Objectif:
Reprenez l'extrait consacré aux frappes américaines en Syrie et prolongez-le à partir de sa dernière phrase.

------ Extrait de page ------

La clé du problème réside dans le rejet américain de l’offre de collaboration « contre le terrorisme » proposée par le régime syrien. Autrement dit, sans demande explicite formulée par Damas, l’Amérique se retrouvera dans l’illégalité si elle frappe en Syrie. D’autant plus qu’à l’ONU Bachar el-Assad dispose d’un allié indéfectible - la Russie -, qui opposera son veto à toute résolution sur une intervention militaire en Syrie, que Moscou a d’ores et déjà qualifiée d’"agression". Rappelant son attachement au droit international, la France, qui a mené vendredi ses premières frappes contre l’État islamique en Irak, a d’ailleurs précisé qu’elle n’interviendrait pas aux côtés des Américains dans le dossier syrien.
En dépit de ce mur juridique, les États-Unis semblent pourtant bel et bien décidés à frapper. Lors de son audition au Sénat, le secrétaire à la Défense Chuck Hagel a indiqué que les bombardements américains, qui devraient impliquer des avions de chasse et des drones, cibleraient « les sanctuaires de l’État islamique en Syrie », à savoir « ses centres de commandement, ses capacités logistiques et ses infrastructures ». Une campagne qui « sera acharnée et longue », a-t-il averti.
Or, comme le rappelle François Géré*, directeur de l’Institut français d’analyse stratégique (Ifas), « il est quasiment impossible de mener des frappes efficaces contre Daesh [acronyme de l’État islamique en arabe, NDLR] en Syrie sans renseignements de qualité, qui ne peuvent être fournis que par le gouvernement syrien ». Justement, des sources régionales ont indiqué fin août à l’Agence France-Presse que Washington et Damas avaient commencé à échanger des informations sur les positions djihadistes. Une révélation qui, si elle était confirmée, remettrait en cause la rhétorique officielle de Washington, selon laquelle le régime de Bachar el-Assad est infréquentable.
Si les avions américains frappaient l’État islamique sans demander l’autorisation de Damas, ils se heurteraient aux performantes batteries antiaériennes syriennes. « Ce serait prendre un risque considérable, d’autant que la Syrie aurait toute légitimité à abattre les avions, ce qui pourrait déclencher un casus belli », avertit François Géré. Sans oublier que des frappes aériennes américaines ne suffiront certainement pas à venir à bout de djihadistes volatiles qui aiment se fondre au sein des populations civiles.
Voilà pourquoi Barack Obama a assorti à son plan d’attaque l’entraînement, le financement et l’armement de 5 000 soldats rebelles « modérés » environ censés prendre le relais des frappes américaines et reconquérir sur le terrain les villes aux mains des djihadistes. Pour ce faire, le président américain a obtenu jeudi du Congrès le déblocage de 500 millions de dollars. D’après le général Martin Dempsey, chef d’état-major interarmées américain, les rebelles seront entraînés durant douze mois en Arabie saoudite sous l’égide du Pentagone. Ils viendraient s’ajouter aux opposants syriens que la CIA entraîne déjà en Jordanie depuis novembre 2012.

------ Données fournies ------

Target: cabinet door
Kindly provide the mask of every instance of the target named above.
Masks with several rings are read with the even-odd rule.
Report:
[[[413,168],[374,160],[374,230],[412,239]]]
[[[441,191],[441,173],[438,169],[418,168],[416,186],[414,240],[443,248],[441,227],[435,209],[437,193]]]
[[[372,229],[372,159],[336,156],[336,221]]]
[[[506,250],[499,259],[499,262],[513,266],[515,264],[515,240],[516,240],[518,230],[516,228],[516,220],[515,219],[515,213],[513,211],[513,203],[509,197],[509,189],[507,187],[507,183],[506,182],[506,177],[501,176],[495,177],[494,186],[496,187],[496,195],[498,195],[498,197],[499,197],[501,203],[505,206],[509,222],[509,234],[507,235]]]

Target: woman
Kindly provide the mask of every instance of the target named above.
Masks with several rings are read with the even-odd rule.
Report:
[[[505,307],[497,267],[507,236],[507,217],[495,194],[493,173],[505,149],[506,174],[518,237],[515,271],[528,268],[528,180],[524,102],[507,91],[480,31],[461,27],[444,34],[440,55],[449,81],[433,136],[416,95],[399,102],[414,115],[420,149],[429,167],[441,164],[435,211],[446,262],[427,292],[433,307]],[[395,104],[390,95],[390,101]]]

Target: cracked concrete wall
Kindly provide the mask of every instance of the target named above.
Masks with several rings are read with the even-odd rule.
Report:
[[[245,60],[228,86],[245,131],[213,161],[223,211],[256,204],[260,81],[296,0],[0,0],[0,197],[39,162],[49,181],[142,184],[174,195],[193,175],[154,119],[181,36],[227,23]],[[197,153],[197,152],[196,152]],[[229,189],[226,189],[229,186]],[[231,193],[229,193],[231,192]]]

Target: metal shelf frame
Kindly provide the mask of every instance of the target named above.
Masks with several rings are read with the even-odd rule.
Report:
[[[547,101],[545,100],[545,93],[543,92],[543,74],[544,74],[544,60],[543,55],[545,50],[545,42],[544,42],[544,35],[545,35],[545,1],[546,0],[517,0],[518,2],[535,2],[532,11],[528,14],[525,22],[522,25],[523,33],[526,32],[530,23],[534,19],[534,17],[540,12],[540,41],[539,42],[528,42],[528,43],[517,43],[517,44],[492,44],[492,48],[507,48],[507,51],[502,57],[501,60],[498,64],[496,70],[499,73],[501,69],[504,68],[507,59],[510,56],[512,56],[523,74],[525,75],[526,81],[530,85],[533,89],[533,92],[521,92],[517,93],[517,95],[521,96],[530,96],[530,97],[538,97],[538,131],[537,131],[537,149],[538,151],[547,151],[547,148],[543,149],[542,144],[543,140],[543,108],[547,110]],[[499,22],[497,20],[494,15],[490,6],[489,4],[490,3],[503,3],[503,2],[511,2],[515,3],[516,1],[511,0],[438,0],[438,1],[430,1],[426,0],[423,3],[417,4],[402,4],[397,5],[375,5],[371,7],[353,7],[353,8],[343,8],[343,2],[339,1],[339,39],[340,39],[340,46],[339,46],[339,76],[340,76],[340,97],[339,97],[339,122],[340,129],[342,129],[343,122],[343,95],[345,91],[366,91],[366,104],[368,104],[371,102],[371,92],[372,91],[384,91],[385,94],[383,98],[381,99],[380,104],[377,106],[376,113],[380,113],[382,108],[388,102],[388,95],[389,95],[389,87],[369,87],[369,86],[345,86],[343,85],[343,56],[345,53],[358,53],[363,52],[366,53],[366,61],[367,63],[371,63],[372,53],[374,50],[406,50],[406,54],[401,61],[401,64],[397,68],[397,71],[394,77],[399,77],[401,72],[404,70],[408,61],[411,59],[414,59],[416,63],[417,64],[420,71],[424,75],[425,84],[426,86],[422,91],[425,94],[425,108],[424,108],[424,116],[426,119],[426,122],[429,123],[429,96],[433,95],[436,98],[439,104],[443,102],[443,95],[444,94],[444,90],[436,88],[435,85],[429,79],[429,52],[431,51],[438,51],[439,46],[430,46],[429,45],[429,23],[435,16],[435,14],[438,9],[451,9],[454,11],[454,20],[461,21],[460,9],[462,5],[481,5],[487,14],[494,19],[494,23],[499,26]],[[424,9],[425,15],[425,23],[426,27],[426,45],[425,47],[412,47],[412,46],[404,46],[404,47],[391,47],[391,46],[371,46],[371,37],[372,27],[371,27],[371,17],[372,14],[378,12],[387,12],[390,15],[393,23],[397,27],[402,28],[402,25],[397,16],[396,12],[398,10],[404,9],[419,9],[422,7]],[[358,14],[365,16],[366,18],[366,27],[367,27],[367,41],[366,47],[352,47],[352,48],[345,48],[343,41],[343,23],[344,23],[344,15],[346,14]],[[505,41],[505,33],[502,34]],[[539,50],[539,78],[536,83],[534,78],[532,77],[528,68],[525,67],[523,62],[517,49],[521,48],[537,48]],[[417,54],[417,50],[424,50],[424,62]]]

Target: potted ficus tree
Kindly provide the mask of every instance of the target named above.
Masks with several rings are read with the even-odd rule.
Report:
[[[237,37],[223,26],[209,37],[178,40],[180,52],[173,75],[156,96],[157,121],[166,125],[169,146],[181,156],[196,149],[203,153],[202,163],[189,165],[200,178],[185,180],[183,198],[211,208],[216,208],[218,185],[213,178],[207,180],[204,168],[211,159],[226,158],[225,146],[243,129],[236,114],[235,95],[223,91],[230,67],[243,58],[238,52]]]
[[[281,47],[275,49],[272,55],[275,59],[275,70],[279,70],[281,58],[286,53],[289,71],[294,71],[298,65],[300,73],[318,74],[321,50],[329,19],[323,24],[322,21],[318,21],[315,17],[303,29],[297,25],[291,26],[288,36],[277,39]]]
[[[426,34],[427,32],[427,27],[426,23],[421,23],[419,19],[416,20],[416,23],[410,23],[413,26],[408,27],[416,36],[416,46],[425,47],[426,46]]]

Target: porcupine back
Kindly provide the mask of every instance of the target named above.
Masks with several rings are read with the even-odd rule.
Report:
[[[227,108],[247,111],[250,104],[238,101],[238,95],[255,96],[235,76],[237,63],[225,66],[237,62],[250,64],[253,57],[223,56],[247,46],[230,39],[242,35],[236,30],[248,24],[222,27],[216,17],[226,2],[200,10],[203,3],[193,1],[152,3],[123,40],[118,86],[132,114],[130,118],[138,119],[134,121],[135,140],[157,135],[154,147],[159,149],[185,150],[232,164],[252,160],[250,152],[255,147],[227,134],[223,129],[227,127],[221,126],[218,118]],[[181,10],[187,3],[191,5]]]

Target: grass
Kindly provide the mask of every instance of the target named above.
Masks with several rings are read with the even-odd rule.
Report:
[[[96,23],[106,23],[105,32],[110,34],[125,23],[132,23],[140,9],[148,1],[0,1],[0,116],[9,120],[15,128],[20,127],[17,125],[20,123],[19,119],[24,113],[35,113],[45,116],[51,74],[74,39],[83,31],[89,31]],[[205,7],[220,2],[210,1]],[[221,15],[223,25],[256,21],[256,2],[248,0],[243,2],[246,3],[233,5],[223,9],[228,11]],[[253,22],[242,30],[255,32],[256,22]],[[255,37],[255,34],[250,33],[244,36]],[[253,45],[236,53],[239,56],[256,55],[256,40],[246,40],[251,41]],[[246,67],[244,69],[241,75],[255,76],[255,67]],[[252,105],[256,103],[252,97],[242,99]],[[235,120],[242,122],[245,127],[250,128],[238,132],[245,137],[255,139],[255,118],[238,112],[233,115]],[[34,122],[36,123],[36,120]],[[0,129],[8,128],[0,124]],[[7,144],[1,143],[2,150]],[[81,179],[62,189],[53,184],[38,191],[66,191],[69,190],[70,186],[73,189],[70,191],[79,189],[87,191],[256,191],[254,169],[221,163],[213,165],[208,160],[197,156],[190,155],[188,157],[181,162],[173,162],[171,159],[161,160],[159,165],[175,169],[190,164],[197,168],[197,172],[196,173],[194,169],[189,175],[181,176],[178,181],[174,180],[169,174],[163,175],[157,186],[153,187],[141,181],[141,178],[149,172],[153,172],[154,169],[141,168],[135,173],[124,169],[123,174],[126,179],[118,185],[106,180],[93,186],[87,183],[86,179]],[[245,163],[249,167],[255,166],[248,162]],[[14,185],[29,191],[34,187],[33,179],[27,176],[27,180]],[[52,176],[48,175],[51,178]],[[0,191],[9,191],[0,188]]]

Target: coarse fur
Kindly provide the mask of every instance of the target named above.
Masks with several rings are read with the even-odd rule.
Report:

------

Réponse rédigée:
À en croire le New York Times, ces rebelles feraient partie de factions « modérées » combattant l’État islamique dans le nord de la Syrie depuis janvier 2014, parmi lesquelles le Front révolutionnaire syrien, une alliance « laïque » créée fin 2013, et le mouvement Hazm, un bataillon également laïque fondé en 2014 et qui compterait quelque 15 000 combattants. Le secrétaire d’État John Kerry évoque en tout des « dizaines de milliers de combattants », dont des « laïques et des islamistes », qui ont un « passé solide » dans la lutte contre l’EI.
Pourtant, contrairement aux affirmations du chef de la diplomatie américaine, ces groupes modérés sont loin d’être en pointe dans la lutte armée contre l’État islamique, à la différence du Front islamique (coalition de groupes salafistes) et du Front Al-Nosra, branche syrienne d’al-Qaida, considéré comme terroriste par Washington. Particulièrement sous-équipées, les factions « laïques » sont décriées pour leur manque d’organisation, la corruption qui les ronge, ainsi que par leur manque de stratégie. Un sérieux handicap face aux quelque 30 000 djihadistes jusqu’au-boutistes de l’État islamique.
Interrogé mercredi par la Chambre des représentants, Barack Obama a répété que le « renforcement de l’opposition syrienne était le meilleur contrepoids à l’extrémisme de l’État islamique ». Tout en soulignant que Bachar el-Assad « ne regagnerait jamais la légitimité qu’il a perdue ». D’ailleurs, à la surprise générale, son secrétaire d’État John Kerry a accusé le lendemain le président syrien d’avoir violé l’accord sur le démantèlement des armes chimiques syriennes en ayant eu systématiquement recours au chlore. Un mois, jour pour jour, après qu’Obama s’est félicité de la destruction de l’arsenal syrien.
D’ailleurs, le chef du mouvement Hazm, que s’apprêtent à aider les Américains, ne s’en cache pas : il a rappelé au New York Times que sa priorité n’était pas de combattre l’EI, mais bien Bachar el-Assad.

(19-09-2014 - Armin Arefi)

* François Géré, auteur de La nouvelle géopolitique (Éditions Larousse)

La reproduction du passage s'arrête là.